TASK STATEMENT →
Collect every line of the records below that contains the word "roof".
# Start of SOURCE MATERIAL
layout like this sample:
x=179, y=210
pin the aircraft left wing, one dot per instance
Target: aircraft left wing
# End of SOURCE MATERIAL
# Start of SOURCE MATERIAL
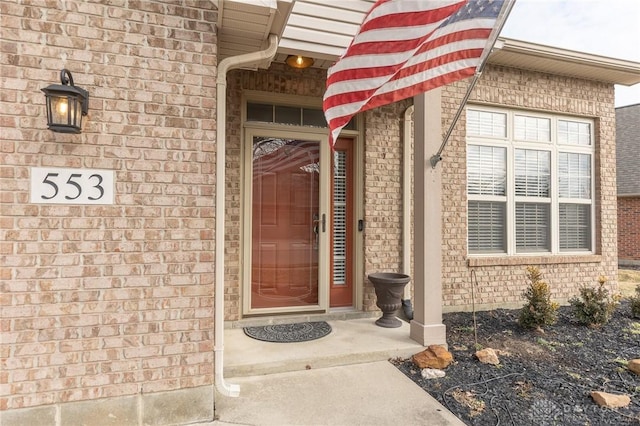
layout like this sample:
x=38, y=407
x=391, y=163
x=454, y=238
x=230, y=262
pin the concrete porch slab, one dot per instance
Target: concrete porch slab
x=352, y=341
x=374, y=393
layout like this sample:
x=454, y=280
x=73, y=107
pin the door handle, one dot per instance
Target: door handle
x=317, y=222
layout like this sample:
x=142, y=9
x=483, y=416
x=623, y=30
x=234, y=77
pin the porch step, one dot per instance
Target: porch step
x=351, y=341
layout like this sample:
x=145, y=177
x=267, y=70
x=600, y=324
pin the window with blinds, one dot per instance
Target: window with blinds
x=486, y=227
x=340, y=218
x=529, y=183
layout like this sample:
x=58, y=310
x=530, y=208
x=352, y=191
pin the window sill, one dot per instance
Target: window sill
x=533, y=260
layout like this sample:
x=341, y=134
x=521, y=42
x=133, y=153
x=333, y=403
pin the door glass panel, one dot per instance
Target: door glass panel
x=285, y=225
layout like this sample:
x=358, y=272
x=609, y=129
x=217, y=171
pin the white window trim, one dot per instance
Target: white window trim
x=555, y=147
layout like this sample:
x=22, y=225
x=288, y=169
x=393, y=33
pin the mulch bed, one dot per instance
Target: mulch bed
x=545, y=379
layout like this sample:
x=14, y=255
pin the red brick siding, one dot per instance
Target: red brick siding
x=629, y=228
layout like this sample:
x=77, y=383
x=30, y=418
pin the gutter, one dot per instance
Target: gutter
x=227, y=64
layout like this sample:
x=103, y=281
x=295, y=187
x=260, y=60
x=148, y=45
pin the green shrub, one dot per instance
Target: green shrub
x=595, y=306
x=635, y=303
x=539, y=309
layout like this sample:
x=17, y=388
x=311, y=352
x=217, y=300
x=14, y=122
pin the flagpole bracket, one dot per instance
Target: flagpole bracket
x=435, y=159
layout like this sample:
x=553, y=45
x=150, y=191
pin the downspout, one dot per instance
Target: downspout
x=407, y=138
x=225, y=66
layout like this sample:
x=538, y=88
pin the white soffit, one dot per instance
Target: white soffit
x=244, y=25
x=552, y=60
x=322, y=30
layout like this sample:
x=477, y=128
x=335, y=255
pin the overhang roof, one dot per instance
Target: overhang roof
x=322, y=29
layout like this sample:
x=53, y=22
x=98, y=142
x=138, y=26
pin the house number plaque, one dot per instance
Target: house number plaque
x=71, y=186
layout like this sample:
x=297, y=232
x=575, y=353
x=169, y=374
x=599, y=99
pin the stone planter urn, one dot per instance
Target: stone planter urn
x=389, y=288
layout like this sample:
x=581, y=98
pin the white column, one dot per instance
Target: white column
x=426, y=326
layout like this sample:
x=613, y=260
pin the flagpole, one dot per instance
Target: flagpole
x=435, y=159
# End of SOURCE MATERIAL
# Start of SOURCE MATERIAL
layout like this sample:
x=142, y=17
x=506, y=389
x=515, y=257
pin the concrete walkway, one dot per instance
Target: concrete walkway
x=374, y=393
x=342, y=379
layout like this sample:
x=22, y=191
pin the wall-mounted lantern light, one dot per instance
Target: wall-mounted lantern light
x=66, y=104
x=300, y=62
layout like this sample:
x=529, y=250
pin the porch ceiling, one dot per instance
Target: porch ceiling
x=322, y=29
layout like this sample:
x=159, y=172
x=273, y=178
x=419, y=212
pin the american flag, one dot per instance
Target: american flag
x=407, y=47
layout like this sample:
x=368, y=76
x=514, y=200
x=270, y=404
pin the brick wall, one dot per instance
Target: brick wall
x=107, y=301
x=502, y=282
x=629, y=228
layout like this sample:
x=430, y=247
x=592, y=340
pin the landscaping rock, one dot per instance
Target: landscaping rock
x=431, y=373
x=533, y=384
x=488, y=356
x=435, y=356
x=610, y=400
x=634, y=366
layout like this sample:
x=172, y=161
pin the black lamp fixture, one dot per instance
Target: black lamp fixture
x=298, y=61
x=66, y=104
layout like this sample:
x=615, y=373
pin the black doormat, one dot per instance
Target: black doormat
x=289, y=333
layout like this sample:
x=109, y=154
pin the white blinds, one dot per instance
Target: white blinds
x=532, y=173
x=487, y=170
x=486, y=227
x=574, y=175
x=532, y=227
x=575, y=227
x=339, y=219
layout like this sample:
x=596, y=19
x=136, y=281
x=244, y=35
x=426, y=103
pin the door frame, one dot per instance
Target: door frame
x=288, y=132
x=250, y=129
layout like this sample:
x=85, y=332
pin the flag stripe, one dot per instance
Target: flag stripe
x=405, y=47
# End of SOURCE MATERIAL
OUTPUT →
pin the overhang roof, one dot per instance
Target: overhang roof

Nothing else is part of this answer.